──────── Texto da página ────────

Há dois meses, o ponto virou seu "escritório". Todos os dias, de segunda a sábado, se desloca do bairro Santa Fé, onde mora, até o São José, para vender os doces que adquire de uma fábrica de Caxias.
— O pessoal gosta, o produto é bom. Já tenho clientes fiéis — conta.
Não é a primeira experiência do jovem com venda na rua. Há cerca de um ano, após ser demitido de uma empresa metalúrgica, passou a vender bergamotas com um parceiro em outro ponto da cidade. Mas resolveu "empreender" sozinho.
O produto escolhido já era conhecido por Cristiano. Ele vendia os doces para os antigos colegas de trabalho. Com o atual cenário de crise sanitária, só precisou adaptar o negócio com uso de álcool gel e máscara. Esposo de enfermeira, não pode vacilar nos cuidados.
— Chego em casa e tiro toda a roupa para lavar — relata o ambulante, natural de Minas Gerais e há pouco mais de dois anos em Caxias.
A aposta tem garantido um extra para auxiliar nas despesas de casa — ele buscou o auxílio emergencial do governo, mas teve o pedido negado. Tem dias em que é possível ganhar até R$ 100. Apesar de satisfeito, Cristiano não desistiu de ter novamente um trabalho com carteira assinada.
— Mesmo se eu conseguir um emprego fichado, vou continuar vendendo nas horas vagas — diz.
Entre ovos e sabão
O que era um dinheirinho extra acabou virando a única renda do músico José Ferraz da Luz, 53 anos. Sem poder tocar desde que as medidas de distanciamento foram adotadas por causa da pandemia, tem se virado com a venda de barras de sabão. Diariamente, sai de casa e se instala na esquina da Pinheiro Machado com a Montaury, no coração da cidade. Uma placa anuncia o produto e José faz negócio com quem demonstra interesse pelo sabão artesanal.
Cada barra tem meio quilo e custa R$ 5. Embora saiba fazer — e já tenha feito muito —, os sabões vendidos por ele são fabricados por outra pessoa. Por mês, chega a vender 850 pedaços.
— Época de pagamento dá mais movimento — diz.
O homem que vende também compra. Na semana passada, enquanto conversava com a reportagem, foi abordado por Darci Luis Gnoato, 57. Ele trazia duas sacolas cheias de ovos caipiras. José comprou duas dúzias, por R$ 7 cada.

──────── Material reunido ────────

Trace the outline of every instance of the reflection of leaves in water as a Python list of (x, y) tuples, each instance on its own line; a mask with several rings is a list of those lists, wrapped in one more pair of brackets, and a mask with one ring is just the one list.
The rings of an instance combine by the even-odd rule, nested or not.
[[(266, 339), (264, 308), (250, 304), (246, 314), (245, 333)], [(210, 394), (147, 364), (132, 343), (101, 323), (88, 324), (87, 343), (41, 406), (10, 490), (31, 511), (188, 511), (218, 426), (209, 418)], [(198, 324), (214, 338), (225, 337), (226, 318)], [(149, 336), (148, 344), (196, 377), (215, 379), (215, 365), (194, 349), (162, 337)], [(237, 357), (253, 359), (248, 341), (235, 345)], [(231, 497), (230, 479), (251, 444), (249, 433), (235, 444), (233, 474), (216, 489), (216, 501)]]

────────

O que fazer>
**a)** Segundo o texto sobre vendedores ambulantes, quantas barras de sabão José Ferraz da Luz chega a vender por mês?
**b)** Dê continuidade ao texto sobre vendedores ambulantes a partir da última frase apresentada.

Exercícios resolvidos>
**a)** Ele chega a vender 850 barras por mês.

**b)**
— Vocês se conhecem? — pergunta a repórter.
— Não, mas o preço está muito bom — responde José.
Darci mora em Caxias do Sul, mas cria galinhas em Bom Jesus. Demitido da empresa onde trabalhava há pouco mais de uma semana, resolveu sair para vender os ovos.
— Não sei se vou continuar, vamos ver — diz.
Bala de goma
Sem emprego, vender balas no sinal foi a forma encontrada por Marcos (nome fictício), 52 anos, para garantir a sobrevivência. A ida para as sinaleiras de Caxias não é novidade. Ele já tinha feito o mesmo em sua cidade natal, mas foi discriminado pela própria família — por isso, inclusive, prefere não se identificar.
Marcos não tem um ponto fixo. Circula pelos semáforos de várias regiões da cidade, principalmente Centro e bairro Lourdes. Como logo cedo as balas não têm tanta saída entre os motoristas, chega para trabalhar no final da manhã e permanece até a noite. O expediente costuma terminar às 23h.
Em média, consegue ganhar por dia entre R$ 80 e R$ 90.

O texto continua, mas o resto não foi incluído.